■ Stated task: Convert every one of the entries below into a Markdown table with two columns, Row and Line. Put the row number in Row and the line itself in Line, and leave out any blank lines.

■ Data shown:
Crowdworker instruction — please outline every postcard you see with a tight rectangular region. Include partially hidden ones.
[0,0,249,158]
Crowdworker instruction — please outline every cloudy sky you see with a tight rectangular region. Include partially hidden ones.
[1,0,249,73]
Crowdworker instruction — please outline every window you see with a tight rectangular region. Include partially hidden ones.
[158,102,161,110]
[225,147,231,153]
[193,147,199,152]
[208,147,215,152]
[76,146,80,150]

■ Expected output:
| Row | Line |
|---|---|
| 1 | Crowdworker instruction — please outline every postcard you see with a tight rectangular region. Include partially hidden ones. |
| 2 | [0,0,249,158] |
| 3 | Crowdworker instruction — please outline every cloudy sky you see with a tight rectangular region. Include partially hidden ones. |
| 4 | [1,0,249,73] |
| 5 | Crowdworker instruction — please outline every window you see with a tight rectangular region. Include partially hidden ones. |
| 6 | [158,102,161,110] |
| 7 | [225,147,231,153] |
| 8 | [193,147,199,152] |
| 9 | [208,147,215,152] |
| 10 | [76,146,80,150] |